Consignes >>
• a. Répondez à ces questions sur l'extrait consacré aux femmes et à Mme Curie :
(i) Quel était l'objet de la thèse de Mlle Sklodowska ?
(ii) Quelle somme du prix Osiris revint à M. Branly, et pour quelle invention ?
(iii) Quelles femmes ont l'existence la plus longue ?
• b. Poursuivez s'il vous plaît l'extrait consacré aux femmes et à Mme Curie, à la suite de sa dernière phrase.

Extrait fourni >>

__________________________________________________

Le sexe féminin naît mieux équipé que le sexe masculin d'après M.
Henry de Varigny. «Les reins, le foie, le cœur sont plus lourds chez
l'embryon féminin. La femelle est mieux pourvue que le mâle; elle est
physiologiquement plus parfaite que lui. Si la femelle n'a pas la
vigueur du mâle, elle a une force de résistance supérieure à la sienne.

«La femme a plus de ténacité de vie que l'homme, elle supporte mieux
l'abstinence, elle mange moins, mais profite mieux de ce qu'elle mange.

«La mortalité masculine l'emporte sur la mortalité féminine. Le sexe
fort, c'est le sexe féminin!»


Mieux organisées que les hommes, les femmes meurent beaucoup moins
facilement qu'eux.

«Dès la plus tendre enfance, dit le docteur Perron, sur 1.000 décès de
petits garçons, on n'en compte pas 750 de petites filles.

«Dira-t-on que les petits garçons ont été victimes de leurs passions,
de leurs fatigues, de leur intempérance?--Non: _La supériorité
organique du sexe féminin est native, physiologique_.

«Cette supériorité est surtout manifeste pendant la vie embryonnaire;
sur huit avortements naturels, cinq sont d'enfants mâles.»

Avant que ne soient faites ces observations scientifiques, ce
dicton:--«Le chagrin fait vivre la femme,» établissait, en même temps
que la longévité, la douloureuse destinée des femmes.

Ce sont les femmes soustraites à l'oppression masculine: les veuves et
les célibataires, qui ont l'existence la plus longue.

Ce sont les femmes mariées qui ont la vie la plus courte.

Le cerveau de la femme restant inerte s'atrophie, tandis que le cerveau
de l'homme travaillant s'hypertrophie. On peut donc penser que si les
femmes étaient en la société dans les mêmes conditions que les hommes,
elles seraient loin d'être inférieures à ceux-ci.



Mme CURIE ET SA DÉCOUVERTE


Quand Mlle Sklodowska fut reçue docteur es-sciences physiques, sa thèse
avait pour objet, la recherche des substances radio-actives. Après
son mariage avec M. Curie, la fille du savant Sklodowski continua ses
recherches sur les substances radio-actives, trouva le radium; et,
cette manifestation du génie féminin embarrassa le sexe masculin.

Le syndicat de la presse parisienne ayant décidé de répartir les cent
mille francs du prix Osiris entre les deux inventions qui avaient fait
à l'époque le plus d'honneur à la science française; 60,000 francs
furent donnés à Mme Curie pour le radium, 40.000 francs à M. Branly
pour la télégraphie sans fil.

__________________________________________________

Données fournies >>

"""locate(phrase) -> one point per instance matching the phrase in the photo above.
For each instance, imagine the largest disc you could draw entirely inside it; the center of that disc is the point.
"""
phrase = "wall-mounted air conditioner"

__________________________________________________

Réponses par consigne >>
• a.
(i) La recherche des substances radio-actives.
(ii) 40 000 francs, pour la télégraphie sans fil.
(iii) Les veuves et les célibataires.

• b.
En dépit du prix Osiris, récompense sonnante décernée à Mme Curie pour
sa découverte, les hommes mirent la main sur la victoire scientifique
obtenue par elle.

A ceux qui reprochent au sexe féminin de manquer de génie, de ne rien
inventer, il est à présent démontré que les découvertes faites par les
femmes sont mises à l'actif des hommes.

M. Curie, qui fut associé à Mme Curie pour partager avec M. Becquerel
les cent mille couronnes du prix Nobel, n'était pas complice des gens
déterminés à déposséder sa compagne du résultat de son labeur pour le
gratifier de son mérite. En une conférence à la Sorbonne, il déclara
que le radium avait été découvert par son épouse; qu'il n'avait
abandonné ses travaux en cours pour se joindre à elle, qu'après qu'elle
fut parvenue à isoler le corps nouveau.

Lorsque les roues d'une lourde voiture eurent enlevé à la vie M. Curie,
il fallut bien avouer la vérité, en nommant professeur à la Sorbonne
et en faisant monter dans la chaire créée en l'honneur du radium, la
savante jusque-là tenue dans l'ombre dissimulée derrière un homme.

Seulement, n'est-ce pas une anomalie de charger la femme d'enseigner
les sciences et de lui interdire de faire les lois?



LA RÉFORME PRIMORDIALE

  Proclamer égaux devant le droit l'homme et la femme, est une réforme
  qui facilitera toutes les autres.


Le progrès résulte surtout de l'aptitude des humains à l'accélérer;
or, pour obtenir des êtres propres à activer le progrès, la première
condition est de perfectionner le moule d'où ils sortent, de donner à
ce moule la possibilité de les produire. Ce ne sera qu'en faisant les
matrices de la nation citoyennes, qu'on les rendra capables de créer
des citoyens.

L'usage, qui dans la vie sociale tend de plus en plus à assimiler
les femmes aux hommes, à laisser celles-ci exercer la profession de
ceux-là, incite à considérer comme d'un autre âge, le préjugé faisant
exclure des affaires publiques le sexe qui s'entend particulièrement à
gérer ses affaires privées.

On est bien plus habitué aujourd'hui à l'idée de voir voter les femmes,
qu'on ne l'était en 1847 à celle de voir voter les non-censitaires.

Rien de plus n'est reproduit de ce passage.